(Objective) Quote all of the data below exactly, please.

Object pointing dataset rows:
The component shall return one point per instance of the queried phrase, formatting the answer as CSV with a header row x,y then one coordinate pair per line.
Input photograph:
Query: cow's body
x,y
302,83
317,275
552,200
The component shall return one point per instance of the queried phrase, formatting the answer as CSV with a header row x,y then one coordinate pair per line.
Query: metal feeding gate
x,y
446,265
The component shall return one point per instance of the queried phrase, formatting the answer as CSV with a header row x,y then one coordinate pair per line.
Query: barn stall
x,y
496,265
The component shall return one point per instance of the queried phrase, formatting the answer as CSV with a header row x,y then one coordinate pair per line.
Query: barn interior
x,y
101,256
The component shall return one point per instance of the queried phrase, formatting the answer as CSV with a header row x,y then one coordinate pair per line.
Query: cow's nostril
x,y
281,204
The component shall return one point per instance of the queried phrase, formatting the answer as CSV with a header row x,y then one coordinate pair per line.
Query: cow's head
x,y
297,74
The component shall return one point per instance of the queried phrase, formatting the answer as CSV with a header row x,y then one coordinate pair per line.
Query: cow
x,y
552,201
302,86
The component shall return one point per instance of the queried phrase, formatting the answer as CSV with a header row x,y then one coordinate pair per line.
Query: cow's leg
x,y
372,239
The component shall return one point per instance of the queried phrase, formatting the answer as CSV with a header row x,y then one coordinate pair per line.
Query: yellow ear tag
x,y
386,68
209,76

(Solution to this exercise)
The component shall return one point per instance of the queried phrase, formatting the answer as CSV with a header row x,y then one coordinate pair per line.
Input photograph:
Query: cow's body
x,y
302,83
317,275
552,200
The component shall return one point per instance of the queried phrase, formatting the answer as CSV with a header row x,y then one coordinate pair per line.
Query: metal feeding gate
x,y
446,265
The component shall return one point per instance of the queried phrase, formatting the answer as CSV with a header row x,y then one coordinate pair per line.
Query: barn stall
x,y
496,265
The component shall return one point per instance of the queried phrase, formatting the answer as CSV with a header row x,y then one coordinate pair per line.
Query: barn interior
x,y
101,256
The component shall return one point per instance of the queried phrase, formatting the answer as CSV with a header row x,y then one coordinate pair per line.
Query: cow's nostril
x,y
281,204
The component shall return one point per instance of the queried phrase, formatting the answer as CSV with a header row x,y then one coordinate pair per line.
Query: cow's head
x,y
297,74
The component shall return one point per instance of the queried phrase, formatting the answer as CSV with a header row x,y then one coordinate pair per line.
Query: cow
x,y
552,201
302,86
The component shall return one point per instance of the queried phrase, formatting the answer as CSV with a header row x,y then one coordinate pair per line.
Query: cow's leg
x,y
372,239
The component shall return one point per instance of the queried phrase, formatting the answer as CSV with a header row x,y then one coordinate pair per line.
Query: yellow ear tag
x,y
386,68
209,76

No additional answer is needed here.